Excerpt to read:

Thereafter, Moskowitz executed a collective-bargaining
agreement with Local 363 in relation to the employees on the Matros
payroll. This agreement had a term from
November 1, 2004, to November 30, 2005.
A new agreement was executed in 2005 to run until November 30,
2008. The agreements contained a union-security
clause, requiring union membership after 31 days of employment, and a dues-deduction
clause. Hodge testified, without
contradiction that Local 363 representative Shimkus, told him that unless he
filled out an application for Local 363 membership, he would recommend to the employer
that Hodge be fired. Of course, if the
recognition were lawful, then such a statement by Shimkus would be a perfectly
legal enforcement of what is a facially valid union-security clause.
However, Matros’ recognition of Local 363
occurred while the objections to the election was still pending. Accordingly, the General Counsels contends
that this recognition was unlawful as it took place when there was an existing
question concerning representation. It
could also be argued that this recognition of a rival union while the NLRB was
still processing an election petition, interfered with the Board’s processes to
the detriment of the employees’ right to have their choice of a bargaining
representative determined by a secret-ballot election.[5]
G. Alleged Discriminatory Actions (Apart
from the
“Members Only” Allegation)
The complaint alleges that the Respondent, motivated
by a desire to retaliate against employees because of their activities on
behalf of Local 3 IBEW, discharged Aparicio Gary on October 29, 2004, Jaroslaw
Wencewicz on January 24, 2005, and Gilberto Gonzalez on December 14, 2005. The complaint also alleges that the
Respondents, for the same reason, assigned Gilberto Gonzalez and Jaroslaw
Wencewicz to lower classifications than what they were entitled to. Finally, the complaint alleges that the
Respondent, for discriminatory reasons, failed to give raises and/or
retroactive payments to Gilberto Gonzalez, Joseph Hodge.

Exercises:
• a. In the excerpt on the Local 363 dispute, after how many days of employment did the union-security clause require union membership?
• b. Please write the next part of the excerpt on the Local 363 dispute, starting right after its final sentence.

Information provided:
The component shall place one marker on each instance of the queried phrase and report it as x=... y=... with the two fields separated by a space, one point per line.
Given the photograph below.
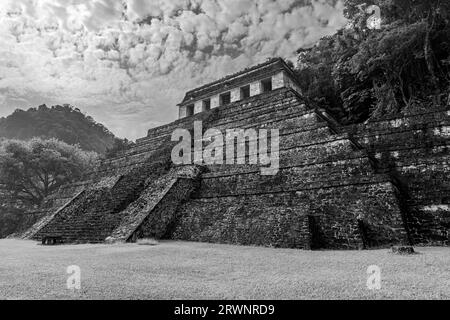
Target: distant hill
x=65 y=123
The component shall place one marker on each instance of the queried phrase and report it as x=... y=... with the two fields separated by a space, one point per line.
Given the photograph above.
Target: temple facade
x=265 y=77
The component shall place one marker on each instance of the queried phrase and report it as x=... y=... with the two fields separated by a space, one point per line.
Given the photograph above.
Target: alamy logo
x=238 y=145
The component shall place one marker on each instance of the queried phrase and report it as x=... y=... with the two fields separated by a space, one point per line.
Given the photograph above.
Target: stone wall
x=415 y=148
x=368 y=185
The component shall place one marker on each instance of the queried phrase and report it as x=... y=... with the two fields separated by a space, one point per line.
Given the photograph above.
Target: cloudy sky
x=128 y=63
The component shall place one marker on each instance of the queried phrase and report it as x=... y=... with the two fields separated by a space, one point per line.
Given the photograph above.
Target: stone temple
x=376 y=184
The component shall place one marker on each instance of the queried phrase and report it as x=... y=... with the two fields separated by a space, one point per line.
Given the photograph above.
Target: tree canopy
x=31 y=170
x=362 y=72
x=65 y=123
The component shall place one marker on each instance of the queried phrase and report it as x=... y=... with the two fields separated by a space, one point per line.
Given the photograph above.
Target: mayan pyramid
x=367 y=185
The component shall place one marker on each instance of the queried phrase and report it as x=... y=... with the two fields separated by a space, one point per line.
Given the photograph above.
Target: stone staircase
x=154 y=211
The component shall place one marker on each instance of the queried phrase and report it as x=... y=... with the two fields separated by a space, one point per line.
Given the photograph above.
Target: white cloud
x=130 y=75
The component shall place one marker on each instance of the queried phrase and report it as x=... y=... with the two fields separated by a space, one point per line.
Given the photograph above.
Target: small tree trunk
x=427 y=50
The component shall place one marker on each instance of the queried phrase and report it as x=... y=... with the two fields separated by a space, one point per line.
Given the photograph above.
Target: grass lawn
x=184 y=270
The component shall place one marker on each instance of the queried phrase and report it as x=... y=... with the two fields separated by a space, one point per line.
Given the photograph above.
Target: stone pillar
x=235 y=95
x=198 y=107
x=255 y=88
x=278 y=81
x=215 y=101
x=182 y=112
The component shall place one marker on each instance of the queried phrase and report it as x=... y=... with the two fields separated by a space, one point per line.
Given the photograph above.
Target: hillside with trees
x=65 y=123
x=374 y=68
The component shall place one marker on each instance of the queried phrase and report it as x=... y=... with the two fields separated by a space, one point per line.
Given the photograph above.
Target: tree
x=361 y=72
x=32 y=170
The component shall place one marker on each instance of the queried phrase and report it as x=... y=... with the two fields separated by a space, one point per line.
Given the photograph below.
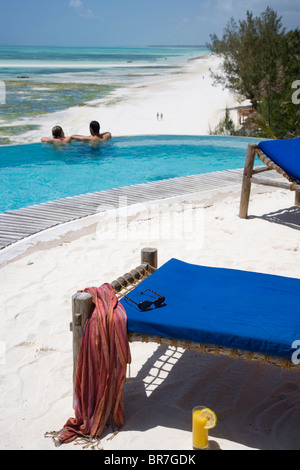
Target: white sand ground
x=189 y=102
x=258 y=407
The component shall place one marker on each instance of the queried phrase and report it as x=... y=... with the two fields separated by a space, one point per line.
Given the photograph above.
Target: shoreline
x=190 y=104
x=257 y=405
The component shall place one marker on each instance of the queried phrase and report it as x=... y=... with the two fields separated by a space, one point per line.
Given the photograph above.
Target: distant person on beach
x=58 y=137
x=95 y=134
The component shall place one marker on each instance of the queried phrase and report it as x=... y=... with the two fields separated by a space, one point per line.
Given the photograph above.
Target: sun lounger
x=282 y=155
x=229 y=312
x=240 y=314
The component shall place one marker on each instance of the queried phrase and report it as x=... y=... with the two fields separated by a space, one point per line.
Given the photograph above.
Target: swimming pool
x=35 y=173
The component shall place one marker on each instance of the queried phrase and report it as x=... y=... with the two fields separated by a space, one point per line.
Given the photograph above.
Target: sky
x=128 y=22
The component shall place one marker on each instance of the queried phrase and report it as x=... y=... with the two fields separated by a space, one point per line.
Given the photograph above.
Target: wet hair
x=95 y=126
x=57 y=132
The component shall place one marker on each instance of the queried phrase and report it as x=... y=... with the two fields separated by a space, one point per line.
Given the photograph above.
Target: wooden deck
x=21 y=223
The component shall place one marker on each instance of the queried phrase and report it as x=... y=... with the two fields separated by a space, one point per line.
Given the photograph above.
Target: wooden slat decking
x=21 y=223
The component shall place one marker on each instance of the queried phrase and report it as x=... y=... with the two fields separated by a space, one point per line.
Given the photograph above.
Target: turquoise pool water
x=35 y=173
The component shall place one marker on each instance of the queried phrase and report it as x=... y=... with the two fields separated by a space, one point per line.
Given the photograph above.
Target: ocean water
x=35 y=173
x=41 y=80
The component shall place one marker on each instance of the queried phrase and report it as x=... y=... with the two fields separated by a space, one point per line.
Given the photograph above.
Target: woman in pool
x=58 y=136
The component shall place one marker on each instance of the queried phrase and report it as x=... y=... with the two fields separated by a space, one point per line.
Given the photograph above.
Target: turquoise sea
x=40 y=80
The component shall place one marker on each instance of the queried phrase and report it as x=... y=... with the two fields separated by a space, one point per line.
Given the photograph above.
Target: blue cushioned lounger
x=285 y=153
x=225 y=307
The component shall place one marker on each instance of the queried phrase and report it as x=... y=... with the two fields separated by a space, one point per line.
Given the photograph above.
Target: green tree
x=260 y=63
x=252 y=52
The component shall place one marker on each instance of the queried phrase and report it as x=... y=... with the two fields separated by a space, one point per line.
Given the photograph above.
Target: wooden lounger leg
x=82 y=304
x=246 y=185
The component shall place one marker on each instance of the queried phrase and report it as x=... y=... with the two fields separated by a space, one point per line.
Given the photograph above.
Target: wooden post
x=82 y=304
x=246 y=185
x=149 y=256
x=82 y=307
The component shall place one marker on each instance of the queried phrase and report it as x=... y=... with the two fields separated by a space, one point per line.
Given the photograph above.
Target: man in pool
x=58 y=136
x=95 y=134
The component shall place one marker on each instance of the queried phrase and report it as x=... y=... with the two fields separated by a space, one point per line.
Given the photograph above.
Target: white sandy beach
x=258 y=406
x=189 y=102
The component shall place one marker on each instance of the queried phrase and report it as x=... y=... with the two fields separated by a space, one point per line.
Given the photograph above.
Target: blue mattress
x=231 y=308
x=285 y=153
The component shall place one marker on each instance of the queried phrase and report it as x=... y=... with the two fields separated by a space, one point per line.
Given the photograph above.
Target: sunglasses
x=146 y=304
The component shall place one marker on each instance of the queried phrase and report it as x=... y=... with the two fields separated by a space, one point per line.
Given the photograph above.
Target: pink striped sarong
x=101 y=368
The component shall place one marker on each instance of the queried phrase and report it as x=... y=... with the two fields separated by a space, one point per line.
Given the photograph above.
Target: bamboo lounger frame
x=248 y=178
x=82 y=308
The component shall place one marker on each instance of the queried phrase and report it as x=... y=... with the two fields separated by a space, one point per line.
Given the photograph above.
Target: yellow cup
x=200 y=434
==
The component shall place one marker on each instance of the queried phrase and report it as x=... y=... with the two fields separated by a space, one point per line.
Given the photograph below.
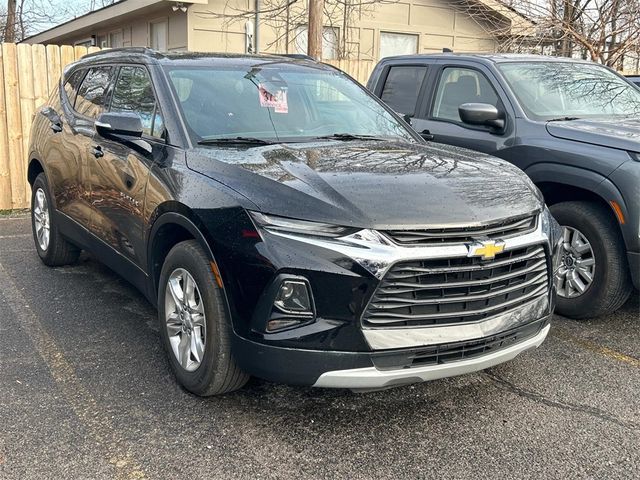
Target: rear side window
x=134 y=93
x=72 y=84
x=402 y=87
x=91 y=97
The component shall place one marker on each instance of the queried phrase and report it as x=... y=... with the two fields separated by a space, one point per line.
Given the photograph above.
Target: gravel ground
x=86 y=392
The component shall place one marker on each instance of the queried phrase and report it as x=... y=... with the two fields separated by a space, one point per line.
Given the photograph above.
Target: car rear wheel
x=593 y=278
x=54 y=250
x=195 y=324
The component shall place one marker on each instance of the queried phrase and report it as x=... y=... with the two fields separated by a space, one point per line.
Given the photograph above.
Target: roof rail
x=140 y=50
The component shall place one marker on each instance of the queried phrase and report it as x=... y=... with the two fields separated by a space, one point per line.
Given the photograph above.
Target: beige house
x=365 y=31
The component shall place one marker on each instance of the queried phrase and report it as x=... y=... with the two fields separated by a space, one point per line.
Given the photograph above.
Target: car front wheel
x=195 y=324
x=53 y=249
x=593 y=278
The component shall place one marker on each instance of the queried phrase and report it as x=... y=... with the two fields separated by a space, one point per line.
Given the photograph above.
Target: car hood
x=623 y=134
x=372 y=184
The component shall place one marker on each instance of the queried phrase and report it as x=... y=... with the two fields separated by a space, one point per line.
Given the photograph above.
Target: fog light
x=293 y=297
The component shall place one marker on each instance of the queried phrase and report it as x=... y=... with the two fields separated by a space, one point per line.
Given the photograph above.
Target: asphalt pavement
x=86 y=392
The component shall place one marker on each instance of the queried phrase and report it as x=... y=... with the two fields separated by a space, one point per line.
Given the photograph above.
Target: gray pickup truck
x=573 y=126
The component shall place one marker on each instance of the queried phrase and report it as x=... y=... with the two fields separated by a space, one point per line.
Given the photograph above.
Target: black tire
...
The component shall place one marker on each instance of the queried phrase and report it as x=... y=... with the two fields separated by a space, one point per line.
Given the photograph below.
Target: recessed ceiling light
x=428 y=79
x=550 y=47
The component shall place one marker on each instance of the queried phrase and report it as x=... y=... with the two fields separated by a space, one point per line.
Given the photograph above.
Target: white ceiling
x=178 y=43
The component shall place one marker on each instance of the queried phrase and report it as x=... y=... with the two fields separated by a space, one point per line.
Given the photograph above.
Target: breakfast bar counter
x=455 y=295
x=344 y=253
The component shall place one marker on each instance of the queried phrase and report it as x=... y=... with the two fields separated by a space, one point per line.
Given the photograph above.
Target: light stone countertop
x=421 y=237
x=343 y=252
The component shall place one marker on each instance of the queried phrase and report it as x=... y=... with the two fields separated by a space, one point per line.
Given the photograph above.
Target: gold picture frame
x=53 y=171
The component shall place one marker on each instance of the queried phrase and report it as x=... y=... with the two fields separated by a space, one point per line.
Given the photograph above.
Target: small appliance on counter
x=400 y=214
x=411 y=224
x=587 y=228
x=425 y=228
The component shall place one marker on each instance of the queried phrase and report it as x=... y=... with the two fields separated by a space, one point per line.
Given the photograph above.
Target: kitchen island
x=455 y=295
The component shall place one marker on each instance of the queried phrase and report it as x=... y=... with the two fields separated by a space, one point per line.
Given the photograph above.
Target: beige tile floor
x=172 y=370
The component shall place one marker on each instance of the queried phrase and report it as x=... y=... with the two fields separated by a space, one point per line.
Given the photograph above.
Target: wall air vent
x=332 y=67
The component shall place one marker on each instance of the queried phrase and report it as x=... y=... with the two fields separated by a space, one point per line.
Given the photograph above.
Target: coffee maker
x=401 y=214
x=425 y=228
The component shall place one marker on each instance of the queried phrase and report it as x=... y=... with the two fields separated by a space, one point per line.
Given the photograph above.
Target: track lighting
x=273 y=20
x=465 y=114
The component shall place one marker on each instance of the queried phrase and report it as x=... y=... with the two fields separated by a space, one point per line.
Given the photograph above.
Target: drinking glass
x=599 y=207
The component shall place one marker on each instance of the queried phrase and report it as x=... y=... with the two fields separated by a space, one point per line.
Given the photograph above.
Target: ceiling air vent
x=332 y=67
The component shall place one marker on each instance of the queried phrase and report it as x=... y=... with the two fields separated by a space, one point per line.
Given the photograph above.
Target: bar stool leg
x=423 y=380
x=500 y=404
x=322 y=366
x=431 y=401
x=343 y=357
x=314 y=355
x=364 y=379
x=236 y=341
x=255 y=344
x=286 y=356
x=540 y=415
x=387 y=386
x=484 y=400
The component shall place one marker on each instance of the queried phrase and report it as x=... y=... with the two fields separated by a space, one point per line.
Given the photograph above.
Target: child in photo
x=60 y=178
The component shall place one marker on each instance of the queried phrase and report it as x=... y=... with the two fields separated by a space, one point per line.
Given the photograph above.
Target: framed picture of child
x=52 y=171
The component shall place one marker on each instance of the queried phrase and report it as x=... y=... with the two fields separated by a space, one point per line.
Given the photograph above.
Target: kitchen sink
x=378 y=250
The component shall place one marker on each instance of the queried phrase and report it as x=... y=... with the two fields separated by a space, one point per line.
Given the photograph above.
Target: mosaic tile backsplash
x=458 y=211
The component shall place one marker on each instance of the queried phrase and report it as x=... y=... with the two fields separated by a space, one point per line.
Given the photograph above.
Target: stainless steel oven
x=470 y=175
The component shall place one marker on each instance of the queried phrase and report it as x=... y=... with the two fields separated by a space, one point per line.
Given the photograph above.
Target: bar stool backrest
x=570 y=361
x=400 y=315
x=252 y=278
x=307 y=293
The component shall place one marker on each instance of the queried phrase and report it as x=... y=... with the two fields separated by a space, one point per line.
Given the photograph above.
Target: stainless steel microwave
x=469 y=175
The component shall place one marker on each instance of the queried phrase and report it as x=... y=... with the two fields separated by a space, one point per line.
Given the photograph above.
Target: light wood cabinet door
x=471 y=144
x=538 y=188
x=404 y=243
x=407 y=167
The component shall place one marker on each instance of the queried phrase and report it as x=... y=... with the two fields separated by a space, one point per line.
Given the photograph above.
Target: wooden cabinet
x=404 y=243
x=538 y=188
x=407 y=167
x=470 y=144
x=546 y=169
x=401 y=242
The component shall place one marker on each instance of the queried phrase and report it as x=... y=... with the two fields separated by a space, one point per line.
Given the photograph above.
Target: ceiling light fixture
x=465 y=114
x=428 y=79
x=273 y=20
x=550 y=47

Responses per task:
• a. 31 days.

• b.
The legal principle relating to whether or not
an adverse action taken against an employee was illegally motivated is set
forth in Wright Line, 251 NLRB l083
(1980), enfd. 622 F.2d 899 (1st Cir. 1981), cert denied 495 U.S. 989 (1982). Once the General Counsels has established a
prima facie showing of unlawful motivation, the burden is shifted to the
Respondent to establish that it would have taken the same action for good cause
despite the employee’s union or protected activities.
1. The discharge of Aparicio Garay
Aparicio Garay was initially hired in 1997 and
at various times was either on the BTZ or Matros payrolls. At various times he has been assigned to be a
foreman, thereby indicating to me that Moskowitz felt that Garay’s skill level
was at a reasonably high level. Garay
testified that during 2003 and 2004, he was a foreman at a number of jobs where
the work force was composed of people who were on both corporate payrolls. All
were doing electrical work.
Garay testified that he first became familiar
with Local 3 IBEW in 2002 when Local 174 (the incumbent union), talked to
employees about the possibility of them being represented by Local 3 IBEW. He testified that after that time, he was a
vocal supporter of Local 3 and spoke to employees in support of Local 3 at
various jobsites.
In the spring of 2004, Garay attended a number
of meetings held by Local 3 with employees from the various employers that were
part of the existing multiemployer unit. The purpose of these meetings was to
acquaint the employees with Local 3 and to convince them to allow Local 3 to
independently represent them. Attending
some of these meetings was a relatively small number of Matros employees,
including Garay, Hodge, Wencewicz, and Gonzalez. Also attending some of these Local 3 meetings
were Estamabil and Azic, Matros project managers. As noted above, I do not
believe Estamabil’s testimony that he did not notify Moskowitz about these
meetings and who attended them.
Garay testified that from about March 23, 2004,
to shortly before the election, he had three conversations with Moskowitz and
one with Supervisor John Mata. He
testified that during these conversations, Moskowitz essentially asked him if
he supported the Company and urged him to favor Local 363. It seems to me that Garay’s responses, at
that time, were noncommittal; neither indicating support for Local 3 nor support
for Local 363. Based on demeanor and the
consistency of his testimony, I am going to credit Garay’s testimony.
The election was held on May 21, 2004, and
Local 3, IBEW lost. Joseph Hodge was the
observer for Local 3.
Garay testified that in July 2004, John Mata
asked him if he was a Local 3 member and that he replied that he was not. Garay states that when Mata insisted that
Garay was a member, he turned to Mata and said, “Are you a rat?”
On or about August 11, 2004, Garay left his
worksite early and was docked a half hour’s pay by Moskowitz. Prior to this incident, Garay had never been
disciplined in any way and had never received any warnings. There is no contention by the General
Counsels that the docking of his pay was discriminatorily motivated.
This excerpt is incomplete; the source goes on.